Task details: The word "stem" marks the lines to find; copy every such line from the data below.

——

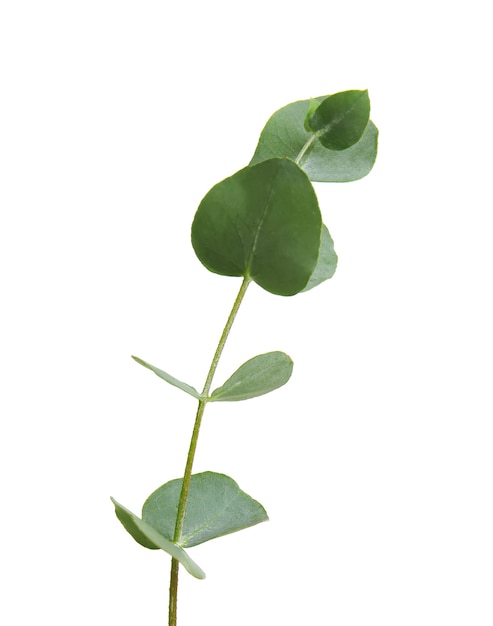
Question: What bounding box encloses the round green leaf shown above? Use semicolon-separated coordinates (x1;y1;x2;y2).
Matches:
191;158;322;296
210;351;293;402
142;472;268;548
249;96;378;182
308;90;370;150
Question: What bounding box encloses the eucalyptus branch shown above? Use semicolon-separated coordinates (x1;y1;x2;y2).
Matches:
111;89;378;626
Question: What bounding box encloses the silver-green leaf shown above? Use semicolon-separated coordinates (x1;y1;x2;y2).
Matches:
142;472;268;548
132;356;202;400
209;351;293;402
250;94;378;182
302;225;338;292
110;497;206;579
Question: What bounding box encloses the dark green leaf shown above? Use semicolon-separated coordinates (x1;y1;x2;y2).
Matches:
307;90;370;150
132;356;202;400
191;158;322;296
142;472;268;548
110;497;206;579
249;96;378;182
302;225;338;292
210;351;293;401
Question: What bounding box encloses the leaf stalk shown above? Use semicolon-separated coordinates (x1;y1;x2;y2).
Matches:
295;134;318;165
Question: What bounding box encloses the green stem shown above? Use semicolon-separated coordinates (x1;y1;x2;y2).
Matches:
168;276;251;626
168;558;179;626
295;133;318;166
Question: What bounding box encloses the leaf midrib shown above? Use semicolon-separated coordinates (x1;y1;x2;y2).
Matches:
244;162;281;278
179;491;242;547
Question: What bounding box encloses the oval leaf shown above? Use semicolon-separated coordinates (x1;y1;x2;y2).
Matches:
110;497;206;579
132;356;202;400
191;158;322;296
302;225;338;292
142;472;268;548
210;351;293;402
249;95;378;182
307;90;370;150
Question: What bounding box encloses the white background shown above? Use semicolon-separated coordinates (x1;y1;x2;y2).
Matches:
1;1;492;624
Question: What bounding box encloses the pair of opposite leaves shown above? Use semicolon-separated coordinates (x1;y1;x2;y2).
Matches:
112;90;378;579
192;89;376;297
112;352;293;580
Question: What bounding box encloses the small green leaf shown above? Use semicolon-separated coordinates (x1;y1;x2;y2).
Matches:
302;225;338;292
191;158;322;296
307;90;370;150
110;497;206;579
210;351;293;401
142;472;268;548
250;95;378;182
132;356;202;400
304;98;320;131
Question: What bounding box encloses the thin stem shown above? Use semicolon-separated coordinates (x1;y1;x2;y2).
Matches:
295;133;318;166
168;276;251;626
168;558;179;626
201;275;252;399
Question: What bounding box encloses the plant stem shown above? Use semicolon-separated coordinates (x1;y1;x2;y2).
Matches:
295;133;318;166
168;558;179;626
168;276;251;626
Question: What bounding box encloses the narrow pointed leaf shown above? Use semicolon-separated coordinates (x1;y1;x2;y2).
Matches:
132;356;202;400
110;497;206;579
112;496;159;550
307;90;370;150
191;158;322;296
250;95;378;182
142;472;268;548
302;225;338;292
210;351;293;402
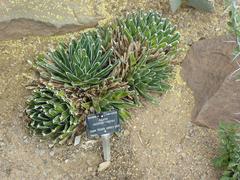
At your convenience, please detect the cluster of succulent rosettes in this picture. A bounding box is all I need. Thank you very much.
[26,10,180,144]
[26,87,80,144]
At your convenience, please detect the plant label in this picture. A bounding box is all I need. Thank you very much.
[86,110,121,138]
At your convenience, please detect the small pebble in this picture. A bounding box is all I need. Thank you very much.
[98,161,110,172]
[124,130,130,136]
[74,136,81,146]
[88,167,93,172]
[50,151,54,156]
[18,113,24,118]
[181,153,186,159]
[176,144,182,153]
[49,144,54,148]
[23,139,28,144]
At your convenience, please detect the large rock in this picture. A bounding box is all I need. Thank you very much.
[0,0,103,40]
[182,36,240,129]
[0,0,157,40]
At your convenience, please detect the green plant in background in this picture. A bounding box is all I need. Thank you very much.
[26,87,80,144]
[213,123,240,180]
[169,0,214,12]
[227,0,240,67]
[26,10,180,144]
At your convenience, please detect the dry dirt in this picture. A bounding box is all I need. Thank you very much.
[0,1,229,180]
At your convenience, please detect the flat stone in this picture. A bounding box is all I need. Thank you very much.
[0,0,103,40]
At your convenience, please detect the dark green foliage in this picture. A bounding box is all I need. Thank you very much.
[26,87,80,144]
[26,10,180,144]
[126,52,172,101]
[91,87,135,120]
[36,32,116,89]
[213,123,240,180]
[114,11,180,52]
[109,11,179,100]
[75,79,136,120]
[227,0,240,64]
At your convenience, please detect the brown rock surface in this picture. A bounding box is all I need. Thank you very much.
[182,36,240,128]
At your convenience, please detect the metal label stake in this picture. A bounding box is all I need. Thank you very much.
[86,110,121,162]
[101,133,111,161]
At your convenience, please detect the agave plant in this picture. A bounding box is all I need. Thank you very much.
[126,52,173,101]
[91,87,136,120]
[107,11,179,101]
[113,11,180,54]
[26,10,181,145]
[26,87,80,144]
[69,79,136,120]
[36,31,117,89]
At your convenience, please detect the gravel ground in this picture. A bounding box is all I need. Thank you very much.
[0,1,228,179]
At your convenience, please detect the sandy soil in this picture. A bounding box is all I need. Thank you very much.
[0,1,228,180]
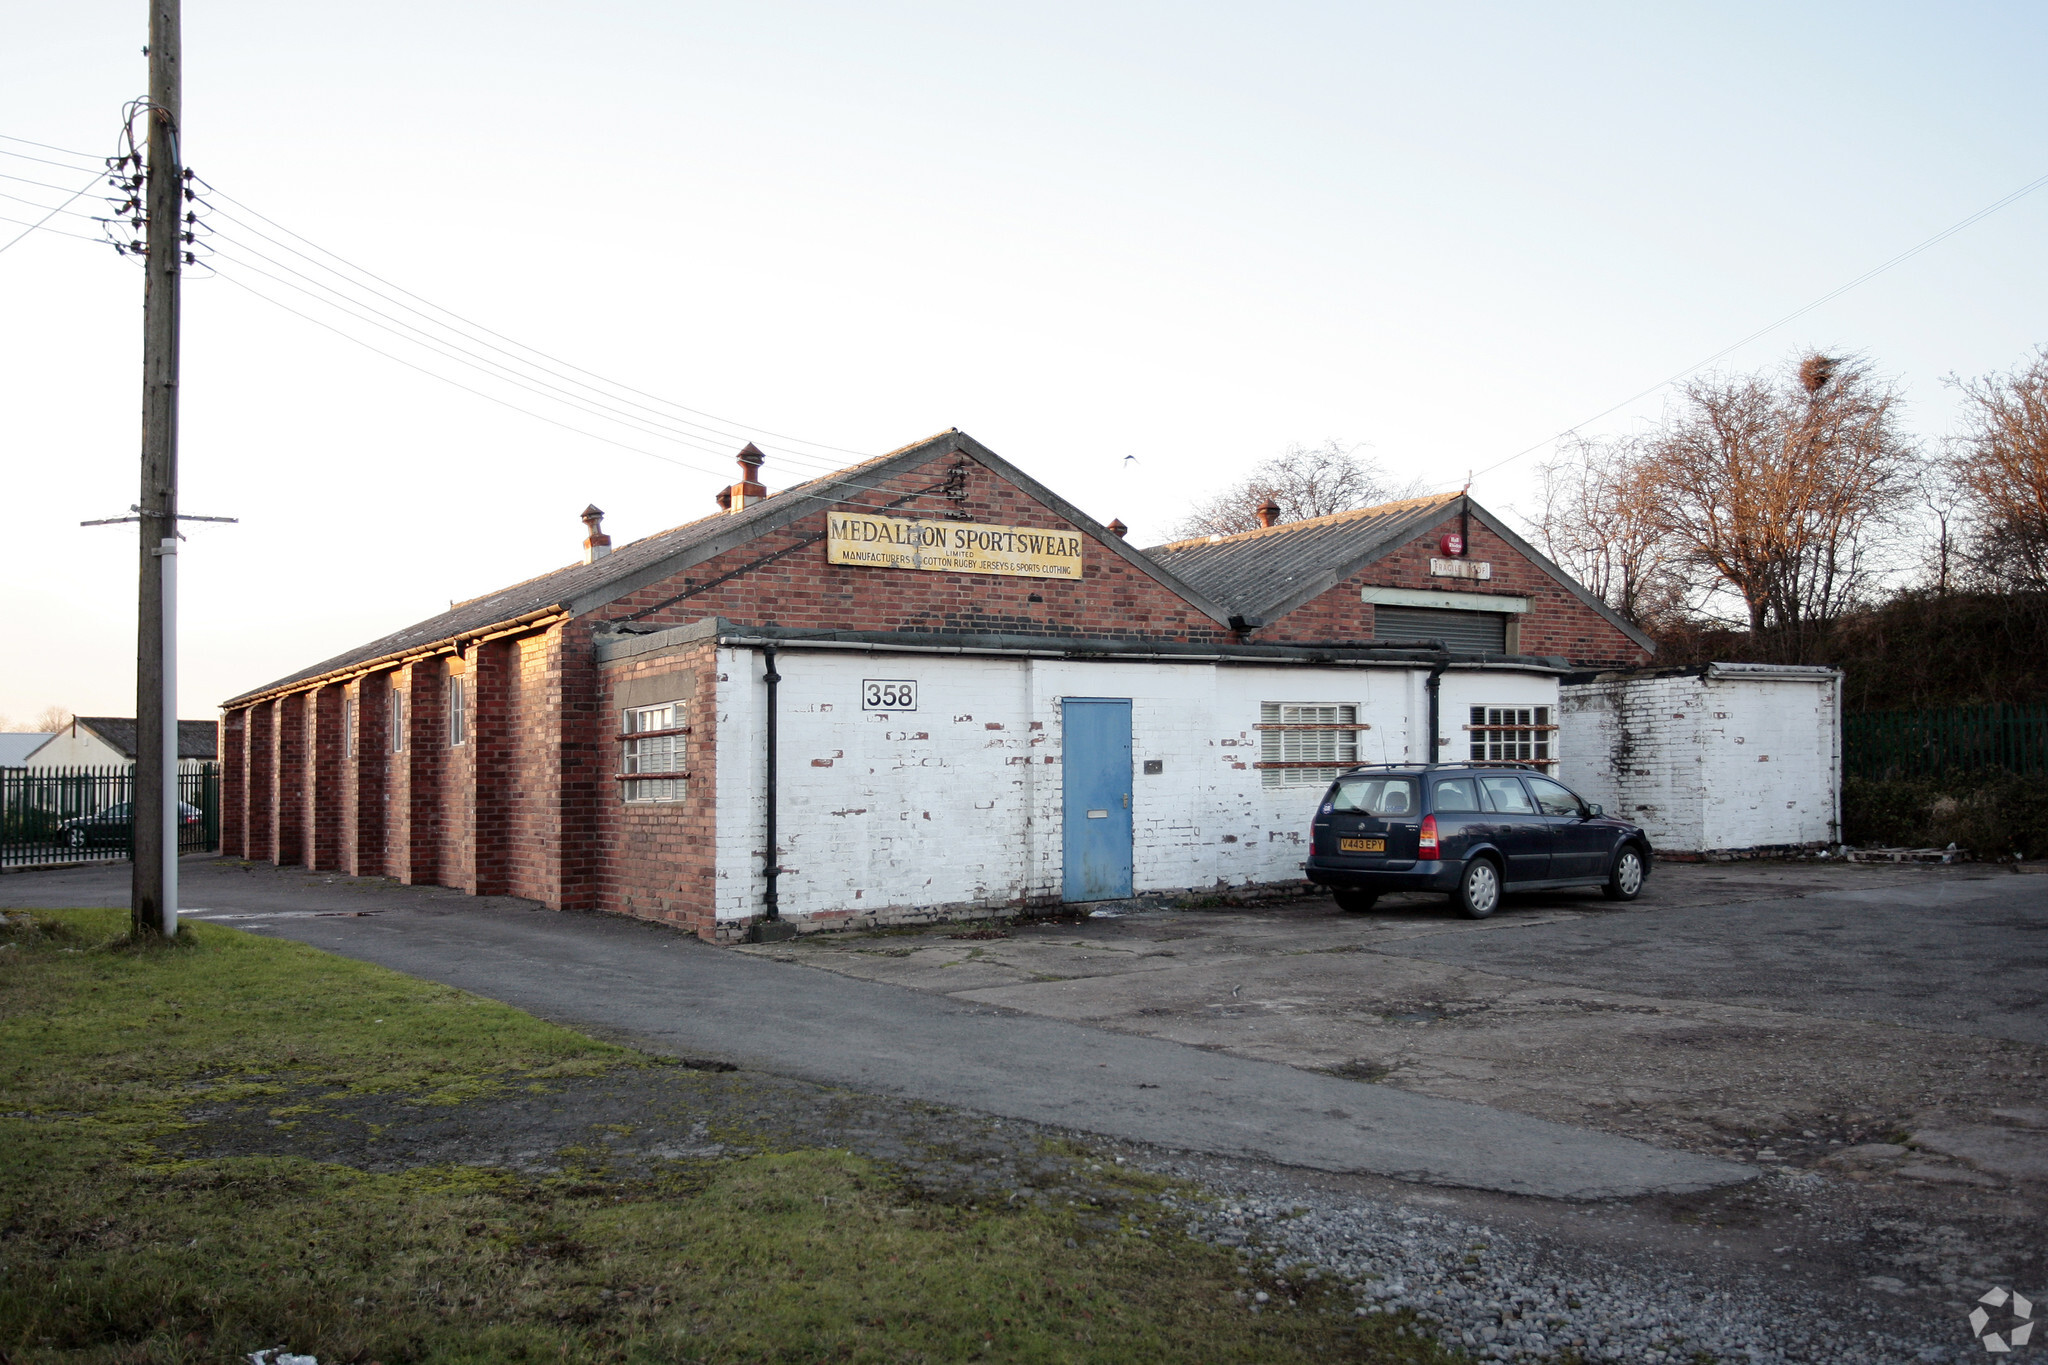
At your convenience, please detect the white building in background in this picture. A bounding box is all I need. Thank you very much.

——

Answer box:
Question: What bounding box encloses the green stem shown above? Use semicolon-separated coordinates (x1;y1;x2;y2).
Question: What bounding box encloses the thin stem shown above? Use semicolon-separated coordinates (x1;y1;x2;y2).
Question: What bounding box encloses the plant stem shown above? Use semicolon-separated coordinates (x1;y1;x2;y2).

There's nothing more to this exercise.